[AIM OF THE TASK] In the listing below, every line with the word "ridge" needs to be copied.

[DATASET ENTRIES]
○ ○ ○ ○ ○ ○ ○
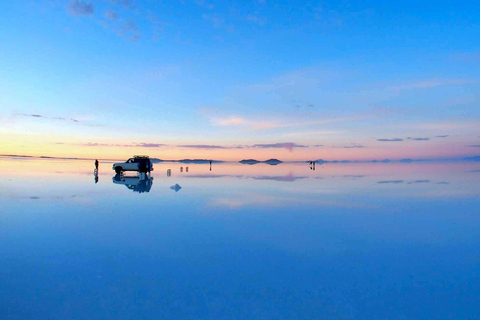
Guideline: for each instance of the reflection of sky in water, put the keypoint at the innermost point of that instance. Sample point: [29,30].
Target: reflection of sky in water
[363,241]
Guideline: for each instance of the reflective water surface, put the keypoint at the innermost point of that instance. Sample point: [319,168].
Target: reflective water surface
[346,241]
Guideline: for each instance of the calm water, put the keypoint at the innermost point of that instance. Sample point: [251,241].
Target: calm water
[346,241]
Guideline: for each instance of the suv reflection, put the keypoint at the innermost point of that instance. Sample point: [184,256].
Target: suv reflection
[141,183]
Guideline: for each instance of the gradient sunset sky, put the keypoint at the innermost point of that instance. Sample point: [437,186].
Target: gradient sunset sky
[293,80]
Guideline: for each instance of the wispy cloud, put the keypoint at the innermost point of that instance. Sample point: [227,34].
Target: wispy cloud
[353,146]
[80,8]
[203,146]
[256,19]
[286,145]
[419,181]
[39,116]
[111,15]
[99,144]
[390,140]
[418,139]
[249,124]
[391,182]
[124,3]
[426,84]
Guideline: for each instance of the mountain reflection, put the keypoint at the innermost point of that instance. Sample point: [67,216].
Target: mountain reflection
[141,183]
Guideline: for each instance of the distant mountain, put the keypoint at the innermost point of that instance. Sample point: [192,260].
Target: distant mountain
[199,161]
[272,162]
[249,161]
[186,161]
[475,158]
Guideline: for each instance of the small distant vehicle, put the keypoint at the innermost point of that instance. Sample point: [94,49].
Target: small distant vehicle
[137,163]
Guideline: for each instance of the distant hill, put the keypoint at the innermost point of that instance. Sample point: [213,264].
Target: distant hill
[198,161]
[186,161]
[272,162]
[249,161]
[475,158]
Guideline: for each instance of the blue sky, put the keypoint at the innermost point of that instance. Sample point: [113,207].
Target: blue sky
[343,79]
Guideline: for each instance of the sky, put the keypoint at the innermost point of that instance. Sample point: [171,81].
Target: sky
[293,80]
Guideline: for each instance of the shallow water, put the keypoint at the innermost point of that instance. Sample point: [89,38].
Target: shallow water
[346,241]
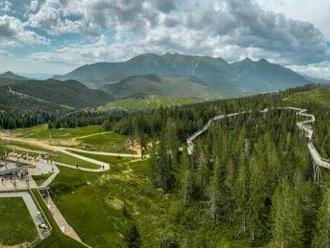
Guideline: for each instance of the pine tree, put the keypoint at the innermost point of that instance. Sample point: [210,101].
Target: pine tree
[133,239]
[322,235]
[241,194]
[215,197]
[287,218]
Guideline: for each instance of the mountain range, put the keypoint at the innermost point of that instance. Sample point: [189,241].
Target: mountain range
[24,95]
[214,74]
[171,75]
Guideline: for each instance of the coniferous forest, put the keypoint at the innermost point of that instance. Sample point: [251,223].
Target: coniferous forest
[249,181]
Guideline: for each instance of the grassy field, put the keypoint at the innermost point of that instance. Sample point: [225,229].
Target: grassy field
[16,225]
[148,102]
[66,159]
[117,199]
[57,238]
[42,132]
[108,142]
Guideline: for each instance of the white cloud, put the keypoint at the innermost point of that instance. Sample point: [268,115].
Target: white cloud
[6,6]
[13,33]
[320,70]
[313,11]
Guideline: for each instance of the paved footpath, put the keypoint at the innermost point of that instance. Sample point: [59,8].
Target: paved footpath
[32,208]
[21,185]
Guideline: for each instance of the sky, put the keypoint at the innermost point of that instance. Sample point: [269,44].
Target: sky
[47,37]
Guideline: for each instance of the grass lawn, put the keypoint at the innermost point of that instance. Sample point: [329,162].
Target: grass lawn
[57,238]
[41,178]
[22,147]
[115,162]
[42,132]
[16,224]
[66,159]
[107,142]
[102,207]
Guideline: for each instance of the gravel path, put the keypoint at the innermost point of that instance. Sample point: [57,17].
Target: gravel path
[32,208]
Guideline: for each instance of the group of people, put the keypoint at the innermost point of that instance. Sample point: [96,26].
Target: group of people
[14,178]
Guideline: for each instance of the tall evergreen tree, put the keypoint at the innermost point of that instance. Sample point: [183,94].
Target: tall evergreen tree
[322,234]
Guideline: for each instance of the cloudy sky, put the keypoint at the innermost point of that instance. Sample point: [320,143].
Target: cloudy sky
[55,36]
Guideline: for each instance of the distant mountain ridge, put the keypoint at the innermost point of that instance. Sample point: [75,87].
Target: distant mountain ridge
○ ○ ○ ○ ○ ○ ○
[YOUR RESPONSE]
Guideline: for each instance of the distant mountain ridge, put the keypoint at the innermost point of that instance. Sample point: [75,87].
Target: distant mountain ridge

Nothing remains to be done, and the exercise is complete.